_ZU BEARBEITEN_:
1: Welche Erwägungen berechtigen die Werkstatt laut dem Text zur Werkstatthaftung nicht, Fahrzeuge mit Zündschlüssel in der Werkstatt stehen zu lassen?
2: Bitte gib aus dem Text zur Werkstatthaftung alles von „Obhutspflichten und hieraus“ bis hinunter zu „Beschädigung zu schützen.“ wortgetreu wieder.

_AUSZUG ZUM LESEN_:
Obhutspflichten und hieraus resultierende Haftung der Werkstatt bei Schäden an Kundenfahrzeugen
Grundsatz
Grundsätzlich gehört es zu den vertraglichen Nebenpflichten der Werkstatt aus dem Reparaturvertrag, das zu reparierende Fahrzeug für die Dauer des Werkstattaufenthaltes in geeigneter Weise vor Diebstahl oder Beschädigung zu schützen.
Diebstahl
Ist das Fahrzeug auf einem umschlossenen Betriebsgelände abgestellt und werden die Zündschlüssel ordnungsgemäß getrennt aufbewahrt, kann der Werkstatt in der Regel kein Verschulden zur Last gelegt werden (BGH, NJW 1983, 20 sowie BGH, NJW-RR 1997, 342; vgl. auch AG Gummersbach, Urteil vom 21.11.2008, AZ: 11 C 340/08).
Schlüssel darf nicht im Zündschloss stecken!
Anders entscheiden die Gerichte, wenn das Fahrzeug beispielsweise mit innen steckendem Zündschlüssel in einer Betriebshalle oder auf dem Betriebsgelände steht (OLG Nürnberg, VersR 1979, 361; LG Hamburg NJW-RR 1992, 924). Auch Brandschutzerwägungen berechtigen die Werkstatt nicht, die Fahrzeuge mit Zündschlüssel in der Werkstatt stehen zu lassen.

_EXTRAHIERTE ANGABEN_:
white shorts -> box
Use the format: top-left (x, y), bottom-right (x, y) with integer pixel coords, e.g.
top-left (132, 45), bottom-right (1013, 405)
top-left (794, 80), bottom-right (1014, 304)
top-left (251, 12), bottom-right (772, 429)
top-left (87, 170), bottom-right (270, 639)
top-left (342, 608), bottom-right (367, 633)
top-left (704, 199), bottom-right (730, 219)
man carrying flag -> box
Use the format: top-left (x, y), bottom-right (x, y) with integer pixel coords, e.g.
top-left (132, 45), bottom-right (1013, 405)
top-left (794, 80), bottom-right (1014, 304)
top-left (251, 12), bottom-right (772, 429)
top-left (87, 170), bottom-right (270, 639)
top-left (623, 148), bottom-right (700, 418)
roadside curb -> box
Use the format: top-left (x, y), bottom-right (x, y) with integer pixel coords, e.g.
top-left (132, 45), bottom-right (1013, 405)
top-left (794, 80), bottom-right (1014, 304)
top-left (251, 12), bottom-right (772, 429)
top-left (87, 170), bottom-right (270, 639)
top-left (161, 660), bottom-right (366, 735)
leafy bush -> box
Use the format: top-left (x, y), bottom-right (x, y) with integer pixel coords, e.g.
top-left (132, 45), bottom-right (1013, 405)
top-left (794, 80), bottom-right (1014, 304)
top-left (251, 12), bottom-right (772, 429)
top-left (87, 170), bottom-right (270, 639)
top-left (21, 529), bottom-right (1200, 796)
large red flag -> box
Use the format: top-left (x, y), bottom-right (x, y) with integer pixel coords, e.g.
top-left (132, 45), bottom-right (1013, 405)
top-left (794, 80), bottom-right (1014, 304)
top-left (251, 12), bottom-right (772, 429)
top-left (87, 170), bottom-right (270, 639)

_GELÖSTE AUFGABEN_:
1: Brandschutzerwägungen.

2:
Obhutspflichten und hieraus resultierende Haftung der Werkstatt bei Schäden an Kundenfahrzeugen
Grundsatz
Grundsätzlich gehört es zu den vertraglichen Nebenpflichten der Werkstatt aus dem Reparaturvertrag, das zu reparierende Fahrzeug für die Dauer des Werkstattaufenthaltes in geeigneter Weise vor Diebstahl oder Beschädigung zu schützen.